WHAT THE TASK ASKS – Reproduce, line for line, the stretch of the records below from the line containing "[tag] green street sign: a pin per instance" through the last line, including both ends.

RECORDS SHOWN –
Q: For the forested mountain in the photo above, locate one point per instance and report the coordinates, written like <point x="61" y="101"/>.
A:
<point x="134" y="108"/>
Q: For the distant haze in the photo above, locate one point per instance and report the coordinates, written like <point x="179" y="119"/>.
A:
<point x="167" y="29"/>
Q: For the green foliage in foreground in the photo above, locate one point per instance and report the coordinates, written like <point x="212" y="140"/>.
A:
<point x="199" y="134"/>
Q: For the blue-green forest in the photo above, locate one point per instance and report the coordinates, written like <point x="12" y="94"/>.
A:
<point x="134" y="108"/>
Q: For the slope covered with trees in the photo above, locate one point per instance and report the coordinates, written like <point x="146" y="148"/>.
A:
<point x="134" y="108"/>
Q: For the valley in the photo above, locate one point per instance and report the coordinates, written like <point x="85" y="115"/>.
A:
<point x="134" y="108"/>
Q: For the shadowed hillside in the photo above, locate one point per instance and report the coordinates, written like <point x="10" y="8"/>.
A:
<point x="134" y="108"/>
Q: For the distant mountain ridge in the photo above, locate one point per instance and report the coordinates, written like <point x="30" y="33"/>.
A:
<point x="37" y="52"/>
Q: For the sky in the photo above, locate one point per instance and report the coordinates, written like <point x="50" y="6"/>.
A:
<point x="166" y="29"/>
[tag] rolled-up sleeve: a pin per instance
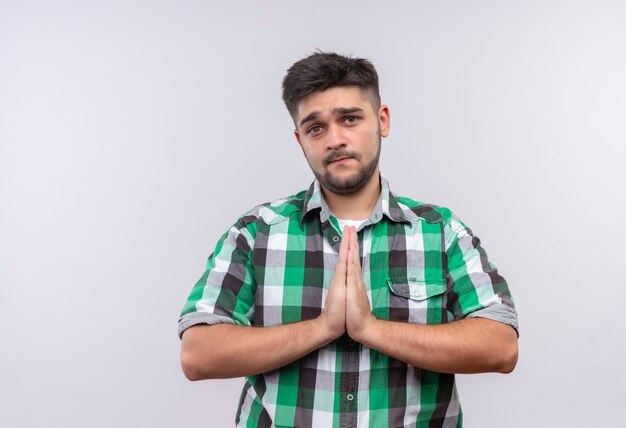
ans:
(478, 290)
(225, 292)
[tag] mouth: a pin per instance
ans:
(339, 160)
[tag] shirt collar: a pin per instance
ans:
(386, 205)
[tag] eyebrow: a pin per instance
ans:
(336, 112)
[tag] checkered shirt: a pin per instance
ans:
(420, 264)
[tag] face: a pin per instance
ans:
(340, 133)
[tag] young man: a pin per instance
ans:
(345, 305)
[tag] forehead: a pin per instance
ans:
(324, 102)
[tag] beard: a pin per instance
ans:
(353, 183)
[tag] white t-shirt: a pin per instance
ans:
(355, 223)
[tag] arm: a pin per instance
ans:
(471, 345)
(226, 350)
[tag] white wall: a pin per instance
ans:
(132, 133)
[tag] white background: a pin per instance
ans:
(133, 133)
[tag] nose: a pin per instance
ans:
(335, 137)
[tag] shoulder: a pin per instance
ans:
(429, 212)
(273, 212)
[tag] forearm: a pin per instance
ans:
(226, 350)
(473, 345)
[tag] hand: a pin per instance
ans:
(359, 317)
(333, 316)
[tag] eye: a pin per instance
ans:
(315, 129)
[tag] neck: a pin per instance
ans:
(356, 206)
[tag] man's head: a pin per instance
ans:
(324, 70)
(335, 105)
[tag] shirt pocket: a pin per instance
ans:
(415, 300)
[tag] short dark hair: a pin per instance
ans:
(325, 70)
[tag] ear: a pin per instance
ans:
(384, 119)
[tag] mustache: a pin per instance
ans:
(340, 155)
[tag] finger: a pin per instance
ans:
(343, 253)
(354, 246)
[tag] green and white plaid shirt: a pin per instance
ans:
(420, 264)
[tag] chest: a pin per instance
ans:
(403, 268)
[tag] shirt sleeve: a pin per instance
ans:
(478, 290)
(225, 292)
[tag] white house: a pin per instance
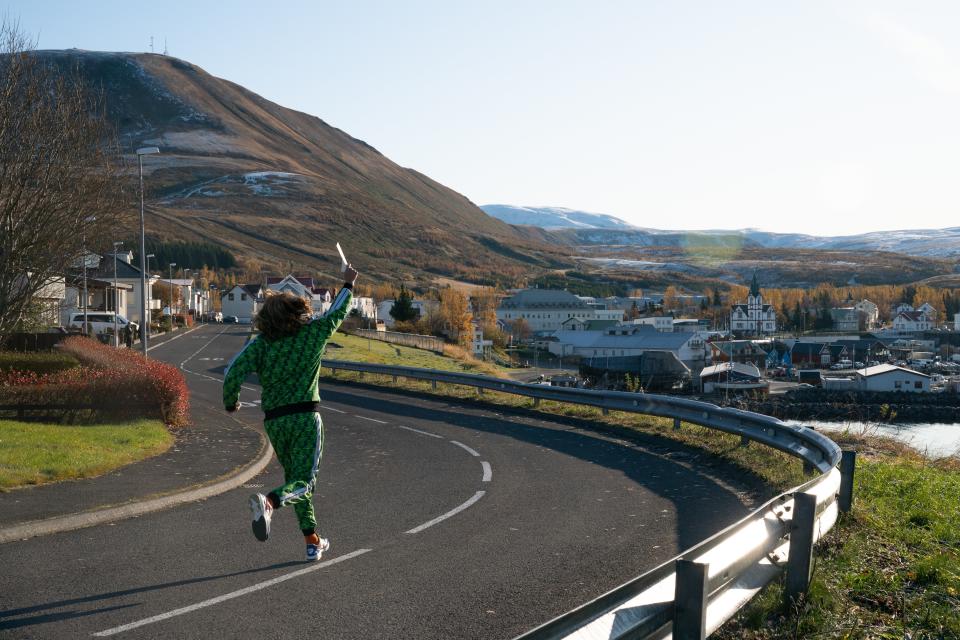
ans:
(912, 321)
(755, 317)
(126, 274)
(629, 340)
(870, 312)
(545, 310)
(887, 377)
(243, 301)
(845, 318)
(664, 324)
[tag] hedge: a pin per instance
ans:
(110, 383)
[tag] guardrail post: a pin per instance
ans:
(800, 562)
(690, 601)
(848, 463)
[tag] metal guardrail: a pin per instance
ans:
(693, 594)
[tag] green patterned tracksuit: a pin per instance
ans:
(288, 369)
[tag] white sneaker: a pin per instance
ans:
(314, 551)
(261, 511)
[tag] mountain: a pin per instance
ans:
(554, 217)
(279, 187)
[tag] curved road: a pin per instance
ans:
(446, 520)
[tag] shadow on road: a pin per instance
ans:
(7, 623)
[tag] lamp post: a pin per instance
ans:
(144, 322)
(170, 283)
(116, 295)
(85, 298)
(146, 328)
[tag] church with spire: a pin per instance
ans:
(753, 318)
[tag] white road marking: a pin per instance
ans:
(229, 596)
(326, 408)
(423, 433)
(449, 514)
(466, 448)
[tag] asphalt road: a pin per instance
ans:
(446, 521)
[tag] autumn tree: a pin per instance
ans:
(62, 180)
(402, 309)
(456, 315)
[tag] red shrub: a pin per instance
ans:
(116, 383)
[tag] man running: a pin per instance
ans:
(286, 357)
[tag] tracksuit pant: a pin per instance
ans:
(297, 440)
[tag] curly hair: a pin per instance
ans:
(282, 315)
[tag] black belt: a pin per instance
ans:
(290, 409)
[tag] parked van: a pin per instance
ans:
(810, 376)
(101, 321)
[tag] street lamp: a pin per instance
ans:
(170, 283)
(86, 324)
(144, 323)
(116, 295)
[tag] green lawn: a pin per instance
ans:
(367, 350)
(37, 453)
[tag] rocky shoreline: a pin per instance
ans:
(896, 408)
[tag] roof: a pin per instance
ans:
(543, 299)
(638, 340)
(882, 369)
(733, 367)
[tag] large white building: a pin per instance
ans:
(754, 318)
(887, 377)
(545, 310)
(629, 340)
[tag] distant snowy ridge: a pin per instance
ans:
(602, 229)
(554, 217)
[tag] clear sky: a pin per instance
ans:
(825, 117)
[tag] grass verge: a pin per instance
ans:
(360, 349)
(34, 453)
(890, 569)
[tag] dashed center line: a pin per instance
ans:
(449, 514)
(423, 433)
(466, 448)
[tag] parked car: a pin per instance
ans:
(101, 321)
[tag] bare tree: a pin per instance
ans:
(60, 173)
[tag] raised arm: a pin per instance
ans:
(328, 323)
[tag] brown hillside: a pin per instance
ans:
(280, 186)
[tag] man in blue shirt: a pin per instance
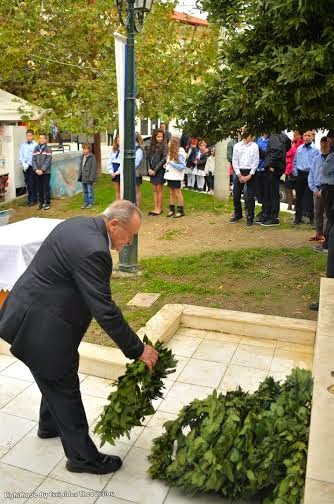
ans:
(314, 184)
(26, 152)
(301, 167)
(262, 143)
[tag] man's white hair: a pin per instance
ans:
(122, 210)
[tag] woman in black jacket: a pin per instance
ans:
(157, 154)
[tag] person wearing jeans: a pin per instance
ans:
(87, 175)
(302, 163)
(245, 162)
(26, 152)
(41, 163)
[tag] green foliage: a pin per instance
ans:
(62, 58)
(132, 400)
(276, 67)
(240, 444)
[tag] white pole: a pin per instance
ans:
(222, 173)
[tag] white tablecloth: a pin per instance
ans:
(19, 243)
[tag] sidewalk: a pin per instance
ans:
(29, 464)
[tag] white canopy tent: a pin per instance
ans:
(13, 108)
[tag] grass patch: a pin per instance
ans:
(270, 281)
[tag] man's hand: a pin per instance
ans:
(149, 356)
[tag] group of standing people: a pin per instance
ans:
(36, 160)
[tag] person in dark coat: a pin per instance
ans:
(157, 154)
(87, 175)
(41, 164)
(48, 311)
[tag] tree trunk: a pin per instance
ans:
(97, 152)
(97, 136)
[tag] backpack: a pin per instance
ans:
(141, 170)
(275, 156)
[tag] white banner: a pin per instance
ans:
(120, 55)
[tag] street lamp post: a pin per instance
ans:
(131, 15)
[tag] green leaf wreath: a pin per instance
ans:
(132, 400)
(240, 445)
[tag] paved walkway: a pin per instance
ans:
(206, 361)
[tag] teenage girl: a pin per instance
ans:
(200, 161)
(175, 166)
(157, 153)
(113, 166)
(140, 164)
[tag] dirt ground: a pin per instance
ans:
(193, 233)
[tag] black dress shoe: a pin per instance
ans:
(46, 434)
(107, 464)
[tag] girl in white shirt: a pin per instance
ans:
(175, 166)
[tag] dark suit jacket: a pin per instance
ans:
(52, 304)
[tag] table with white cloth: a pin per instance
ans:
(19, 242)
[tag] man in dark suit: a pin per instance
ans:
(48, 312)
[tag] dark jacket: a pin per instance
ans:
(157, 158)
(52, 304)
(87, 171)
(275, 156)
(42, 158)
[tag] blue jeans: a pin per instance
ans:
(88, 190)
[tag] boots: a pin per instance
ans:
(171, 211)
(179, 213)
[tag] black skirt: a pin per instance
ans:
(158, 178)
(174, 184)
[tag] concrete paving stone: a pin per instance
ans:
(59, 492)
(267, 343)
(177, 496)
(216, 351)
(34, 454)
(245, 377)
(16, 480)
(202, 372)
(184, 346)
(97, 387)
(10, 388)
(144, 299)
(26, 404)
(285, 360)
(13, 429)
(253, 356)
(181, 362)
(181, 394)
(93, 407)
(18, 370)
(133, 483)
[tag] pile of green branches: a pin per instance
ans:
(135, 390)
(240, 445)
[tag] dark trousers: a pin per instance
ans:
(303, 194)
(43, 188)
(249, 195)
(271, 204)
(30, 182)
(327, 193)
(210, 180)
(62, 411)
(260, 191)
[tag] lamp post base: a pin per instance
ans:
(128, 258)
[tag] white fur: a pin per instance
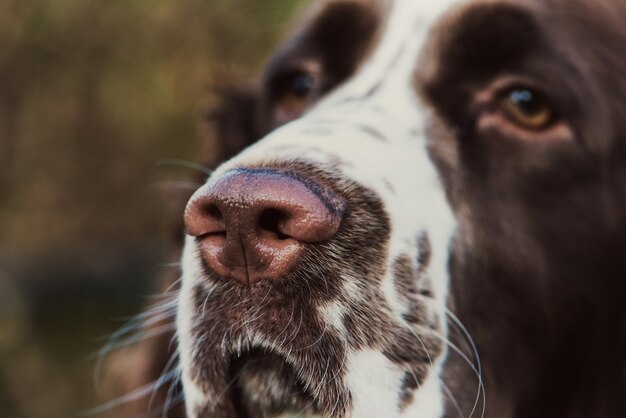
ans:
(374, 383)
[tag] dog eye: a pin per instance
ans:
(296, 93)
(527, 108)
(301, 85)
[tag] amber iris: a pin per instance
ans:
(527, 109)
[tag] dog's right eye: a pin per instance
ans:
(302, 85)
(527, 108)
(296, 92)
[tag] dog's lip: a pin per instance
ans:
(256, 363)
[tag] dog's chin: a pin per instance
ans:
(265, 385)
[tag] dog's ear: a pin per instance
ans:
(234, 123)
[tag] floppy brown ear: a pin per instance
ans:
(234, 123)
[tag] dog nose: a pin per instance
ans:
(252, 224)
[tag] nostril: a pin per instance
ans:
(271, 221)
(213, 212)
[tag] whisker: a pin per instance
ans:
(186, 164)
(469, 338)
(129, 397)
(180, 185)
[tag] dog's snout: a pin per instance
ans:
(252, 224)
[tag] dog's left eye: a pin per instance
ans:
(527, 108)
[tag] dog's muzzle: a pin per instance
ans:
(251, 224)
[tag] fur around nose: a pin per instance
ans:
(252, 224)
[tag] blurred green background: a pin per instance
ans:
(93, 96)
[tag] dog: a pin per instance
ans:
(424, 216)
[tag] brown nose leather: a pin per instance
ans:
(252, 223)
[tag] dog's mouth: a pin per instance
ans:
(263, 384)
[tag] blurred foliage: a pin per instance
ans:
(92, 95)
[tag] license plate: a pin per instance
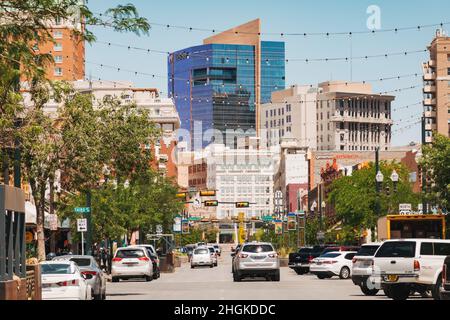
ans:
(392, 278)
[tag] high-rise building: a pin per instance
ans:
(223, 82)
(67, 50)
(291, 115)
(350, 117)
(437, 88)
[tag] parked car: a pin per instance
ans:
(213, 252)
(234, 252)
(153, 257)
(333, 264)
(62, 280)
(362, 269)
(202, 257)
(93, 274)
(129, 263)
(411, 265)
(301, 260)
(340, 249)
(256, 260)
(218, 250)
(445, 289)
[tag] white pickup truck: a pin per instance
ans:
(410, 265)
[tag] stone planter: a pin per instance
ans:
(284, 262)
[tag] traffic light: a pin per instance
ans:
(182, 195)
(211, 203)
(208, 193)
(242, 205)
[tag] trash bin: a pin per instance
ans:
(166, 264)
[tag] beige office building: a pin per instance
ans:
(350, 117)
(437, 88)
(290, 115)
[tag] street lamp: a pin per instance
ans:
(395, 178)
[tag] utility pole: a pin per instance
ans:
(89, 223)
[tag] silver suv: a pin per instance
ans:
(256, 260)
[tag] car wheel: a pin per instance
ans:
(345, 273)
(299, 272)
(435, 292)
(368, 292)
(400, 292)
(276, 277)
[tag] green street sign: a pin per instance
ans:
(82, 210)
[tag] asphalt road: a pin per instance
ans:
(217, 284)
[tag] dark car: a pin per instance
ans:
(445, 289)
(300, 261)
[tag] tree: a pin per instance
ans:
(25, 25)
(354, 197)
(436, 163)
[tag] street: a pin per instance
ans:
(217, 284)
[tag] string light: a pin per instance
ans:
(293, 34)
(205, 54)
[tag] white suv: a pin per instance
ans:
(411, 265)
(256, 260)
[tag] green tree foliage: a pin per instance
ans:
(436, 162)
(354, 197)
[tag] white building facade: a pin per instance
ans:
(242, 175)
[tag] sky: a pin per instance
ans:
(287, 16)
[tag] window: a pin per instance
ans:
(57, 47)
(442, 249)
(57, 34)
(58, 59)
(426, 249)
(58, 72)
(395, 249)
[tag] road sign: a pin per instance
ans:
(208, 193)
(320, 235)
(82, 225)
(182, 195)
(242, 205)
(405, 208)
(211, 203)
(82, 210)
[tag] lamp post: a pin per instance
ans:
(395, 178)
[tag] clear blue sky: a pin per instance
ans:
(284, 16)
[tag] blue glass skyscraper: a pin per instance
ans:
(221, 83)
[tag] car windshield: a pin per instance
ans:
(258, 248)
(56, 269)
(330, 255)
(403, 249)
(367, 251)
(201, 251)
(127, 254)
(82, 262)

PROBLEM SOLUTION –
[tag] green street sign: a pin per instance
ans:
(82, 210)
[tag] asphalt road: a pin per instance
ans:
(217, 284)
[tag] dark car: a pin per instance
ans:
(445, 289)
(300, 261)
[tag] tree: a pin per instance
ans:
(25, 25)
(354, 197)
(436, 163)
[tag] street: a pin per instance
ans:
(217, 284)
[tag] string light: a pin per instance
ans:
(293, 34)
(205, 54)
[tag] white suv: a pin per instance
ans:
(411, 265)
(256, 260)
[tag] green tree foliage: a pin per instance
ans:
(436, 162)
(354, 197)
[tag] white building facade: a pin per instance
ans:
(242, 175)
[tag] sky: a pin per instance
ans:
(287, 16)
[tag] window: a pin per instance
ans:
(57, 47)
(442, 249)
(57, 34)
(58, 59)
(426, 249)
(58, 72)
(395, 249)
[tag] road sign: a pin per instance
ans:
(208, 193)
(320, 235)
(82, 225)
(182, 195)
(242, 205)
(405, 208)
(211, 203)
(82, 210)
[tag] lamp post: a pin per instance
ans:
(395, 178)
[tag] clear blue sky: a pin per instance
ans:
(284, 16)
[tag] blue glass skyscraper: a pin per instance
ans:
(221, 83)
[tag] car windshield: a pin per instance
ans:
(258, 248)
(56, 269)
(330, 255)
(403, 249)
(367, 251)
(201, 251)
(127, 254)
(82, 262)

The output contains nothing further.